What you have to do: Beginning with the line containing "Objective — one point per instance of the handbag" and ending with the last line of the entries below, copy each line exactly and nothing else.

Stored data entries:
+-------+

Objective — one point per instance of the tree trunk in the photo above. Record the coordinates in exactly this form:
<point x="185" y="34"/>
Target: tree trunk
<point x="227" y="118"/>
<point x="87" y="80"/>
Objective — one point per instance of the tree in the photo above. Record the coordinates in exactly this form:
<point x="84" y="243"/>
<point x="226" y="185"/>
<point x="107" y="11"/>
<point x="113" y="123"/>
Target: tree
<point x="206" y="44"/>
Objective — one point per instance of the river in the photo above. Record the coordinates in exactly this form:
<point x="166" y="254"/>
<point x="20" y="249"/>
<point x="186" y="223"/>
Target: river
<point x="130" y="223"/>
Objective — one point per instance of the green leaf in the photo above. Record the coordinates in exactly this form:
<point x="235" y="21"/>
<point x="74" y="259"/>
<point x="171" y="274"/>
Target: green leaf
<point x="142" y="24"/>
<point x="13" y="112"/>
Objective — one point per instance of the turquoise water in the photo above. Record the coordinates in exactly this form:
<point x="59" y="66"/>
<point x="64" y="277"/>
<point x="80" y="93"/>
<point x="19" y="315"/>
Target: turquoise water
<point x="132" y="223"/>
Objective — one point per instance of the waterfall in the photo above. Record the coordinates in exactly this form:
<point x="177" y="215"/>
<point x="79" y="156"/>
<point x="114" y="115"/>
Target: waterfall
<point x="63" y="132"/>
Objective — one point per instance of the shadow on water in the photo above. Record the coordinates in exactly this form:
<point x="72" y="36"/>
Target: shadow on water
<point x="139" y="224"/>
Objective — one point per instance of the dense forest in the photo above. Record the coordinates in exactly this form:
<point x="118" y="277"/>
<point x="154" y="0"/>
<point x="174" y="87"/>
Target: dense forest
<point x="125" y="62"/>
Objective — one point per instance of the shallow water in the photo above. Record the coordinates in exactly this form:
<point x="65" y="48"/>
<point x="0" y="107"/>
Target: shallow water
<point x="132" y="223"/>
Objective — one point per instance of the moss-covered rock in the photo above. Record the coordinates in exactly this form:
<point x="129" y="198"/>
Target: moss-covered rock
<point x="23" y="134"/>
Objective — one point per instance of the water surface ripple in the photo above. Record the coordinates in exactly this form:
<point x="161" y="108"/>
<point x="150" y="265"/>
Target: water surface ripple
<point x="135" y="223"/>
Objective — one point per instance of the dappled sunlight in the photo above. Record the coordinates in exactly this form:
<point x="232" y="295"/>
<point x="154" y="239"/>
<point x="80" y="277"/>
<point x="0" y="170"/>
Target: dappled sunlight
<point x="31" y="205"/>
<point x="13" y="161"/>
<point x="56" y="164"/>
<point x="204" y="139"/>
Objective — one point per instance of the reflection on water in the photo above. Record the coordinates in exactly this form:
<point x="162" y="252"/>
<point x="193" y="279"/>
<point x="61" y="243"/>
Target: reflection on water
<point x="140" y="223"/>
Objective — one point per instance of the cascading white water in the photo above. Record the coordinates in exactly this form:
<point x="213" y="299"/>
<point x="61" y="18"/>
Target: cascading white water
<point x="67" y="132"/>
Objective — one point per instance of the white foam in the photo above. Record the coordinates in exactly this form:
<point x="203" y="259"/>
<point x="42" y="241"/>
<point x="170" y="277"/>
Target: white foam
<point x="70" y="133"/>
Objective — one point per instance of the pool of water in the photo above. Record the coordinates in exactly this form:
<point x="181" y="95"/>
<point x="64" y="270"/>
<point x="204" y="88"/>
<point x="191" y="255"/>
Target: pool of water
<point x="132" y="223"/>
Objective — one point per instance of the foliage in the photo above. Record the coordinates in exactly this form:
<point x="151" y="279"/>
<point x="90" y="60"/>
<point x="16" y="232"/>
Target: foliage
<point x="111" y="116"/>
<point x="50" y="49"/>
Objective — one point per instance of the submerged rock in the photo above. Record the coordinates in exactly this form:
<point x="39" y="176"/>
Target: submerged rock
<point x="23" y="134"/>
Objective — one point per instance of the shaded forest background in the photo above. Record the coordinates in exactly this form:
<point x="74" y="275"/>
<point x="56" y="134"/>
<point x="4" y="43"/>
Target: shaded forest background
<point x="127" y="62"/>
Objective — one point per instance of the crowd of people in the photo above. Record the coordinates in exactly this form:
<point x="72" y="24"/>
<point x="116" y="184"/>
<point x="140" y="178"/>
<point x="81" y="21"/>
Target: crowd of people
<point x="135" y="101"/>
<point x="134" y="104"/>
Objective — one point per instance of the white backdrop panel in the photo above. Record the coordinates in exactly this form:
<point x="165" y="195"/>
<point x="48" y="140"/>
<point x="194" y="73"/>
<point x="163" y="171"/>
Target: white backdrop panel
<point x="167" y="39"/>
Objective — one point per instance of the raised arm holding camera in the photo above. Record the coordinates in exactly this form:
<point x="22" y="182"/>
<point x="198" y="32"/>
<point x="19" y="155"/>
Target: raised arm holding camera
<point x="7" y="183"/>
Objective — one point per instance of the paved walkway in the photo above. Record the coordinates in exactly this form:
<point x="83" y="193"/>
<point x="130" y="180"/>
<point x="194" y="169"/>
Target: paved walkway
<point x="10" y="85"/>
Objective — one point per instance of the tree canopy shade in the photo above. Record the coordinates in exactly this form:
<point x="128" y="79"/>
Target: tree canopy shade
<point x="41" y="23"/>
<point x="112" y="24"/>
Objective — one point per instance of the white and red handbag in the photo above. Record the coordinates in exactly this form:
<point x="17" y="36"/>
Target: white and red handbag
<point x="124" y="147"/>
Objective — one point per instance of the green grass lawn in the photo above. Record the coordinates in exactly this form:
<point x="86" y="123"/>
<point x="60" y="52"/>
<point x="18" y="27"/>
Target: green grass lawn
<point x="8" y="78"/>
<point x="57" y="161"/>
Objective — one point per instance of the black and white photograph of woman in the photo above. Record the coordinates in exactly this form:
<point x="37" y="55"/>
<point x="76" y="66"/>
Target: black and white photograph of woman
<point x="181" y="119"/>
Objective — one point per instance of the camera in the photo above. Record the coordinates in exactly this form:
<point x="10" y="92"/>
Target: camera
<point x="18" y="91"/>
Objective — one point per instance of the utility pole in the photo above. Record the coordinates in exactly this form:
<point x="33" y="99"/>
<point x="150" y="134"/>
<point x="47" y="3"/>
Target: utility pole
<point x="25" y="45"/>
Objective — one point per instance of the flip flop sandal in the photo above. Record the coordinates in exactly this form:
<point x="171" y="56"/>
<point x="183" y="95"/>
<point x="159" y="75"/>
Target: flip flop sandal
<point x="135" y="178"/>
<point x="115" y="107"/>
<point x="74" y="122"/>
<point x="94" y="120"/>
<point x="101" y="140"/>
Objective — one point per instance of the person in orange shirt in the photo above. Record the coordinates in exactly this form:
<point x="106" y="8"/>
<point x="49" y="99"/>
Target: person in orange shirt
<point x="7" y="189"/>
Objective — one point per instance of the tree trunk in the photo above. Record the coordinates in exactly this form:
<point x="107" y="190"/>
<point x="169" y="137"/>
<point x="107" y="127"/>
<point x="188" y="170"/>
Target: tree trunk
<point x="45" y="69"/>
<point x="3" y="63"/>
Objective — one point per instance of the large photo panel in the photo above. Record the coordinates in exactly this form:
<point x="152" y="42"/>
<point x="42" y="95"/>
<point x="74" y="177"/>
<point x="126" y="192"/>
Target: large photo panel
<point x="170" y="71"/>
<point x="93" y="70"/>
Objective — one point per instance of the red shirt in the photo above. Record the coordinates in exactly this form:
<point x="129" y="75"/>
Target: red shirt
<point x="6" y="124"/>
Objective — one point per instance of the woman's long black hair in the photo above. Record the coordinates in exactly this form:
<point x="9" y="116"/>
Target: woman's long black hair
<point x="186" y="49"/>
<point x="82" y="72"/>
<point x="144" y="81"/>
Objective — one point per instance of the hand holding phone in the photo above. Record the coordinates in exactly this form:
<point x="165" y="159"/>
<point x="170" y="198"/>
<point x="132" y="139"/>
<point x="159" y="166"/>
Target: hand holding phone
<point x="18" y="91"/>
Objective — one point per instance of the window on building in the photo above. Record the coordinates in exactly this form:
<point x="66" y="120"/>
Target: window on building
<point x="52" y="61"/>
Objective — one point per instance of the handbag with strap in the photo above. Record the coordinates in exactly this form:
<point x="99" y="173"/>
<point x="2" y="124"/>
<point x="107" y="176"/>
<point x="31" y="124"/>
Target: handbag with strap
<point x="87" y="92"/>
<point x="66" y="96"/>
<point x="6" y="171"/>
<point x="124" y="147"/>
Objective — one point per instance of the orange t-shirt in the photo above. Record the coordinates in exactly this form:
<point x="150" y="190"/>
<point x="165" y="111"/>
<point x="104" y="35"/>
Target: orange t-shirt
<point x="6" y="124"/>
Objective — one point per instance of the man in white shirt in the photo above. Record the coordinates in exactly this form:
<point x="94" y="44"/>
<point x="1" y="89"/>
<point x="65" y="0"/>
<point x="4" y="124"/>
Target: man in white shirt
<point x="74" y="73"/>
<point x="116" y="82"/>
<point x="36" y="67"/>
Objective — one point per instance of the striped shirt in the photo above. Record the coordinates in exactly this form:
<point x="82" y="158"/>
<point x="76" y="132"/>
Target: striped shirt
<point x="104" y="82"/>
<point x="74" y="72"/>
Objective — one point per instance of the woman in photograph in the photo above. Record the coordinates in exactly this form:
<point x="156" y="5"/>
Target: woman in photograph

+-------+

Task result:
Objective — one point per instance of the handbag with strap in the photo above. Record the coordinates in exactly this form:
<point x="99" y="173"/>
<point x="2" y="124"/>
<point x="107" y="176"/>
<point x="31" y="124"/>
Target: handbag with strap
<point x="87" y="92"/>
<point x="66" y="96"/>
<point x="6" y="171"/>
<point x="124" y="147"/>
Objective — one point per instance of the orange t-shirt in the photo above. Record the coordinates in exactly this form:
<point x="150" y="190"/>
<point x="165" y="111"/>
<point x="104" y="35"/>
Target: orange t-shirt
<point x="6" y="124"/>
Objective — one point per instance of the man in white shirt in the photo above. Record the coordinates in exactly this form:
<point x="94" y="44"/>
<point x="1" y="89"/>
<point x="65" y="0"/>
<point x="4" y="124"/>
Target: man in white shirt
<point x="74" y="73"/>
<point x="116" y="82"/>
<point x="36" y="67"/>
Objective — one point per instance of the striped shirt in the photo above. Record the coordinates in exactly this form:
<point x="82" y="158"/>
<point x="76" y="132"/>
Target: striped shirt
<point x="104" y="82"/>
<point x="74" y="72"/>
Objective — one point per instance of the woman in photograph in the photo above. Record the coordinates in exactly this form:
<point x="156" y="5"/>
Target: woman in photograph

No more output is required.